**Instructions for the task**
From the records below, return every line containing the word "rough".

**Given information**
▬▬▬▬▬▬▬▬▬▬

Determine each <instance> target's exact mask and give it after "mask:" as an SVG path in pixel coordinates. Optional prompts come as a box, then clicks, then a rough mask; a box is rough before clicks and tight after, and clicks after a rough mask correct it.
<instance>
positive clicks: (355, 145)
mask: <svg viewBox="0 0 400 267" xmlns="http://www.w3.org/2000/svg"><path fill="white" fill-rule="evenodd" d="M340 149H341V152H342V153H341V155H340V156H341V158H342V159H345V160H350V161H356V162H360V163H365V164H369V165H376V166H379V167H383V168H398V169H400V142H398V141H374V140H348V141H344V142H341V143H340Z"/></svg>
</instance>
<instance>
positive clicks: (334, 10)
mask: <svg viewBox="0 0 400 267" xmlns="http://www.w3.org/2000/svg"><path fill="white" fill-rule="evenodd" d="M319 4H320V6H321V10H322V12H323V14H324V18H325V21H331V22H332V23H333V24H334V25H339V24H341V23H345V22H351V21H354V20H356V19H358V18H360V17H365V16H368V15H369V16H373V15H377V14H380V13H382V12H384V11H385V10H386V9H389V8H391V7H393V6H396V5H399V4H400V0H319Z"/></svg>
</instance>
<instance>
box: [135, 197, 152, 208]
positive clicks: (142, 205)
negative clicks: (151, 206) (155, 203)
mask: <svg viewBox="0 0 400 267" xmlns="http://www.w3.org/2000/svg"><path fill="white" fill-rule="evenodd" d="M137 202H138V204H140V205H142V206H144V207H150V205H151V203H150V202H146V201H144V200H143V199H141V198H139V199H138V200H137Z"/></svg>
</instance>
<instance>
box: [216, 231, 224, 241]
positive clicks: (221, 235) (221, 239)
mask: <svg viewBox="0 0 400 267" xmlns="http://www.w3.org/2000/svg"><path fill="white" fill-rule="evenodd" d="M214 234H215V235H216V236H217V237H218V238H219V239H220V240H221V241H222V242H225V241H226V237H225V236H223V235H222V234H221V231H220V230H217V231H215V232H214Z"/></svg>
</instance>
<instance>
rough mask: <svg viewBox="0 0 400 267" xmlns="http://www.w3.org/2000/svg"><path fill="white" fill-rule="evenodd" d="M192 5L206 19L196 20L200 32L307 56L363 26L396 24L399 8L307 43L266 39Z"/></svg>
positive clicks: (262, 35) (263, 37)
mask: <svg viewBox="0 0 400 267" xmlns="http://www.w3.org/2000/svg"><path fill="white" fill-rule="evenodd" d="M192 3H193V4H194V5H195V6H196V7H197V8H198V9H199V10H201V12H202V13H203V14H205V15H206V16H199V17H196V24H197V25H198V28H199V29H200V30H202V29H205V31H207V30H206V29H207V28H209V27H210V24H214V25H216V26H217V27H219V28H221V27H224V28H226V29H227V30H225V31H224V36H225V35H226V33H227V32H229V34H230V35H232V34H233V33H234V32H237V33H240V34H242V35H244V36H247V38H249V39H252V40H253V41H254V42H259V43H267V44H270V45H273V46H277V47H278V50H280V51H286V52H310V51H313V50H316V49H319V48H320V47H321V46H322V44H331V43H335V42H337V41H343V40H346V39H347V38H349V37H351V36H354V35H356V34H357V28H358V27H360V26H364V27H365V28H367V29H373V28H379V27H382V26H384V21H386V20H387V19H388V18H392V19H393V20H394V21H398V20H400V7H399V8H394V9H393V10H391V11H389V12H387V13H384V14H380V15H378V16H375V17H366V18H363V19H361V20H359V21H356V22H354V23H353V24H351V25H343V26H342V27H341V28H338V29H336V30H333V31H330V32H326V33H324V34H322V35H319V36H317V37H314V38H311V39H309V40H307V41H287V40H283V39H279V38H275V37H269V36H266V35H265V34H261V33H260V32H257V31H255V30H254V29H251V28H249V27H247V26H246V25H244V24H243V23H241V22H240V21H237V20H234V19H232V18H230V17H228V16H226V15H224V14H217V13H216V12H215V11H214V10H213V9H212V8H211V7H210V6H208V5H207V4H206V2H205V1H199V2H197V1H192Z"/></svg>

▬▬▬▬▬▬▬▬▬▬

**Your response**
Determine each <instance> target's exact mask and give it after "mask:" as an SVG path in pixel coordinates. Optional prompts come as a box, then clicks, then a rough mask; a box is rough before clicks and tight after, and clicks after a rough mask correct it.
rough mask: <svg viewBox="0 0 400 267" xmlns="http://www.w3.org/2000/svg"><path fill="white" fill-rule="evenodd" d="M192 5L206 19L196 20L200 32L307 56L363 26L396 24L399 8L307 43L266 39Z"/></svg>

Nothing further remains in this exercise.